Text section:
______

I'll continue to talk now and then about some topics that won't necessarily be news to those inside the pharma industry. I see from my traffic stats that most of the hits are from outside it, although there are increasing numbers from both my own company and the competition.
Thoughts of work prompt me to quiz non-specialists: at what point do you figure most drug projects fail? Ever thought about that one? You can be sure that everyone inside the industry has, oh yeah. There are plenty of data points to study - the sound of failing projects is this constant clanging in the background.
Failure in clinical trials get the most press attention. They're certainly bad enough to deserve it. You lose lots of candidates in Phase I, because they turned out to be toxic in normal volunteers. (Well, at least toxic in the sort of person that signs up for Phase I studies, but that's another story.) Then you lose some of those non-toxic candidates in Phase II, because they didn't work well enough, or at all. Failure at those stages is particularly expensive and frustrating; it's late in the game. And it means that your animal models turned sour on you somehow, by telling you the compound would be safe and that it would be efficacious.

______

Dataset records:
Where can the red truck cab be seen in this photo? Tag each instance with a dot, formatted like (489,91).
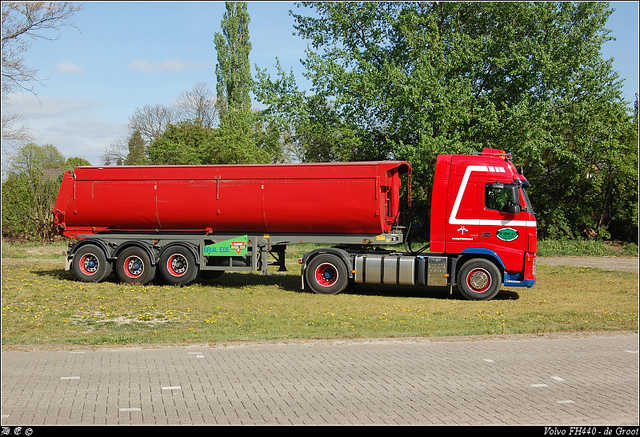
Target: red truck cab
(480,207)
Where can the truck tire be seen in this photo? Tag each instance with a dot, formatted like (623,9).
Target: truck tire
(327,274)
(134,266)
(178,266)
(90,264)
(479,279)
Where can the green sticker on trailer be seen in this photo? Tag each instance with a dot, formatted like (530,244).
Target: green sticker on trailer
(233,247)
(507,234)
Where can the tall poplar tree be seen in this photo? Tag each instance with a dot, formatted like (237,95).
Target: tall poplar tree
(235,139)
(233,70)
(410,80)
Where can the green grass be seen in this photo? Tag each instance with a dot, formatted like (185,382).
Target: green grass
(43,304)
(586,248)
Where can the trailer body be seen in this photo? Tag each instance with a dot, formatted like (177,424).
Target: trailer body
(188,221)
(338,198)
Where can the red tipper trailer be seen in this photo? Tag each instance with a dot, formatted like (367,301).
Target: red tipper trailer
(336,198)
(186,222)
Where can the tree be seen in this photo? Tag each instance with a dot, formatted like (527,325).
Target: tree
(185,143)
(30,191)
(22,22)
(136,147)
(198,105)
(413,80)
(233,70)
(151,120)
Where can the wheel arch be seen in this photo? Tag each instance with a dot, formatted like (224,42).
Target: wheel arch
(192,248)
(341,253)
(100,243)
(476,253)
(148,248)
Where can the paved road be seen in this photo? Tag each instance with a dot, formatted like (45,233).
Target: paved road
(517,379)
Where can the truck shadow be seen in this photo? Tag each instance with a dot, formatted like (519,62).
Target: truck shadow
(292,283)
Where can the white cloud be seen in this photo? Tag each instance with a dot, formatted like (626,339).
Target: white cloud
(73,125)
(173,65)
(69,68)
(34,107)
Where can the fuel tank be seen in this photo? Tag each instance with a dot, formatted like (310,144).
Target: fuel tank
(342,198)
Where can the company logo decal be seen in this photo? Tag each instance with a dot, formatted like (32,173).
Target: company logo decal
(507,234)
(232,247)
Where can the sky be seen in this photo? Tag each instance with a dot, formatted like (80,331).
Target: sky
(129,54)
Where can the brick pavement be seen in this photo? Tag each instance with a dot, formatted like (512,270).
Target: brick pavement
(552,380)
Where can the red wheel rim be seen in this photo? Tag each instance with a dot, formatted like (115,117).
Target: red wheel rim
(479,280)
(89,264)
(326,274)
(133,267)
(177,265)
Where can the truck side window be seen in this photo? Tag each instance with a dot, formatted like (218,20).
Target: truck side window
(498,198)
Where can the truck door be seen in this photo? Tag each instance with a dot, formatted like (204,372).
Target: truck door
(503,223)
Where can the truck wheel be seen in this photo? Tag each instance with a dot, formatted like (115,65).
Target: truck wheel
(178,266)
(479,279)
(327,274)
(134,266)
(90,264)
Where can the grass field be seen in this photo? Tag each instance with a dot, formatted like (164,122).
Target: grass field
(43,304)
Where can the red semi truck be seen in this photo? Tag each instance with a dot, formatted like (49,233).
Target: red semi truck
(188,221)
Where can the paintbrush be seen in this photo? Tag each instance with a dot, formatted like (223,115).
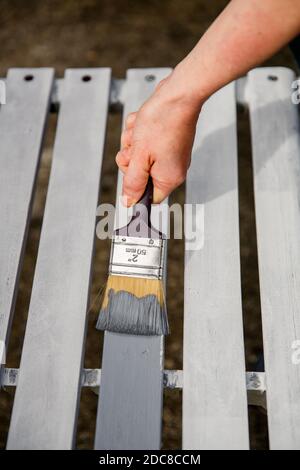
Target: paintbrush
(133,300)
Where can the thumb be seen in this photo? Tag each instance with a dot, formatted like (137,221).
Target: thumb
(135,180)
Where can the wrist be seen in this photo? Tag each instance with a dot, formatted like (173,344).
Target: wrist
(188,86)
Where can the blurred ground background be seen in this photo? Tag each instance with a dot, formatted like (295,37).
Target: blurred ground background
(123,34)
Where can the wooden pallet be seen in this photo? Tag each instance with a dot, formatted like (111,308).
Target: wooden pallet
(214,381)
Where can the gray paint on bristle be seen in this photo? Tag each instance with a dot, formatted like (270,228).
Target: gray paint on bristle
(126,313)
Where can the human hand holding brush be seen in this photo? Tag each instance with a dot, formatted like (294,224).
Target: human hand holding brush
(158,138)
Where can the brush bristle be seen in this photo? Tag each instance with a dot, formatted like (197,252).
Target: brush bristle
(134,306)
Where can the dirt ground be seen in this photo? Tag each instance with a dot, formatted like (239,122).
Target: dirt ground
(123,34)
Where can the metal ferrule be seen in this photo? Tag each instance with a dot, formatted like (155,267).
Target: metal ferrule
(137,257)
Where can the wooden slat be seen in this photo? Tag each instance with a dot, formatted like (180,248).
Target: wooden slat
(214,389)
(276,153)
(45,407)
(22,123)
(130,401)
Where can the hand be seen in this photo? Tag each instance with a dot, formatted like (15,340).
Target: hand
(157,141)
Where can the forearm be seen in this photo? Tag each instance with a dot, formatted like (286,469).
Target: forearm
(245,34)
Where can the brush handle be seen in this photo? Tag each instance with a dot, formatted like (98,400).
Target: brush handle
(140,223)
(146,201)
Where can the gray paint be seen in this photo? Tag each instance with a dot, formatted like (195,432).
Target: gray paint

______

Exercise A: In the passage on drug project failures, why are many candidates lost in Phase I?
Exercise B: Reproduce the passage on drug project failures from "I'll continue to" up to and including "in the background.".
Exercise C: Continue the passage on drug project failures from the point where it stops.

Answer box A: They turn out to be toxic in normal volunteers.

Answer box B:
I'll continue to talk now and then about some topics that won't necessarily be news to those inside the pharma industry. I see from my traffic stats that most of the hits are from outside it, although there are increasing numbers from both my own company and the competition.
Thoughts of work prompt me to quiz non-specialists: at what point do you figure most drug projects fail? Ever thought about that one? You can be sure that everyone inside the industry has, oh yeah. There are plenty of data points to study - the sound of failing projects is this constant clanging in the background.

Answer box C:
Your disease models are what tell you the latter, and they vary from target to target. As I mentioned the other day, the ones for CNS ailments are particularly hairy; other fields have it easier (but not easy!) The animal toxicity tests for general safety, though, don't vary much between therapeutic areas. They're a notorious hurdle.
Tox is a long and expensive study, by preclinical standards. It usually calls for the largest batch of your drug candidate that you've made until then, and it's the usually the longest animal study you've run, too. And it makes everyone involved hold their breath, because it's a complete black box.
It really is. That's actually where more projects wipe out than any other, in my experience. We really have no idea what's going to happen. Well, you may have some clue about toxicity based on your drug's mechanism, and you're already braced for that (and hoping it cuts in at much higher levels than you need to show the beneficial effects.) But it's that non-mechanistic tox that's out there waiting for all of our projects, and when it hits all you can do is run for cover. Kidney? This protein isn't even expressed in the kidney, what the. . .liver? But the tests on hepatocytes all came back OK. . .spleen? Who ever heard of a drug showing tox in the spleen? Heck, who needs a spleen anyway? And so on.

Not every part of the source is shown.